* [The problem]:
Quote the listing below in its entirety.

* [Task material]:
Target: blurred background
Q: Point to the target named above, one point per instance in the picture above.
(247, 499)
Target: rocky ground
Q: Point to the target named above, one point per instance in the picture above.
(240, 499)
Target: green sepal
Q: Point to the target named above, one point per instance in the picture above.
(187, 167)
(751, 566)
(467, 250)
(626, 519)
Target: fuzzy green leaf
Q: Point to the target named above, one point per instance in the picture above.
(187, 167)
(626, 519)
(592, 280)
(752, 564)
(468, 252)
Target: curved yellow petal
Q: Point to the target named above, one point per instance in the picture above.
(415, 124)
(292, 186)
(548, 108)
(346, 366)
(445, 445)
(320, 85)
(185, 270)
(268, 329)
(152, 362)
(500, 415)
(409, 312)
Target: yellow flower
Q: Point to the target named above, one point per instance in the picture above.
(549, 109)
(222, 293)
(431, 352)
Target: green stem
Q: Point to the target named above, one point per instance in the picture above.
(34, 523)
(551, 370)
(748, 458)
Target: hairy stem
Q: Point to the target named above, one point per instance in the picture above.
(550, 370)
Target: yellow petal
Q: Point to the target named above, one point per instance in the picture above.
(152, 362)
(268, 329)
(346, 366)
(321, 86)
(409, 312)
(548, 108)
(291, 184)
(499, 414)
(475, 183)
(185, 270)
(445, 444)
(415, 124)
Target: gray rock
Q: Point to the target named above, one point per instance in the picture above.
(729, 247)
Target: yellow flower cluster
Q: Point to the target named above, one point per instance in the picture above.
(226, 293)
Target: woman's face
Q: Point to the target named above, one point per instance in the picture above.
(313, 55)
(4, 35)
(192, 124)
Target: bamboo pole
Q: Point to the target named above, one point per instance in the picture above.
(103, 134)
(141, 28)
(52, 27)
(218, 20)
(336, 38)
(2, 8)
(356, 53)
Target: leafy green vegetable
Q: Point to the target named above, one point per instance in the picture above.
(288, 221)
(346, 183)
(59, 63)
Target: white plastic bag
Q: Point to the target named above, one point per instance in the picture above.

* [Response]:
Target: blurred background
Q: Point to the target named above, one point per instance in the picture above.
(247, 499)
Target: rocky ground
Q: Point to the target named above, one point per instance in the picture above.
(240, 499)
Target: green sepal
Q: Point to the target named above, one point per instance in the picture above.
(187, 167)
(751, 566)
(467, 250)
(626, 519)
Target: fuzzy green leaf
Q: Point to the target named above, one point per instance in the picture above.
(187, 167)
(626, 519)
(592, 280)
(752, 564)
(468, 252)
Target: curved yellow petal
Q: Point to the target named above, one point per instance in the picture above.
(415, 124)
(292, 186)
(548, 108)
(346, 366)
(445, 445)
(320, 85)
(185, 270)
(268, 329)
(152, 362)
(500, 415)
(409, 312)
Target: yellow flower
Q: Point to the target named above, one point per instance in the picture above.
(549, 109)
(222, 293)
(431, 352)
Target: green stem
Q: Point to the target named above, one point per instance in the picture above.
(34, 523)
(551, 370)
(748, 458)
Target: hairy stem
Q: Point to the target named above, one point per instance in the picture above.
(550, 370)
Target: yellow petal
Q: Point to the target named above, one point per instance in the picture above.
(152, 362)
(268, 329)
(346, 366)
(321, 86)
(409, 312)
(548, 108)
(291, 184)
(499, 414)
(475, 183)
(185, 270)
(445, 444)
(415, 124)
Target: gray rock
Q: Point to the target named above, one point per instance in the picture above.
(729, 247)
Target: yellow flower cluster
Q: Point to the target named above, one point per instance in the picture above.
(226, 293)
Target: woman's face
Q: Point to the target named above, one point per instance in the picture above.
(313, 55)
(4, 35)
(192, 124)
Target: bamboo pole
Q: Point to the target named above, one point per instance in the picture above.
(103, 134)
(141, 28)
(52, 27)
(218, 20)
(336, 38)
(2, 8)
(356, 53)
Target: leafy green vegetable
Q: Point to the target named above, one point per instance in the picture above.
(288, 221)
(346, 183)
(59, 63)
Target: white plastic bag
Q: Point to the target named above, one point per instance in the picture above.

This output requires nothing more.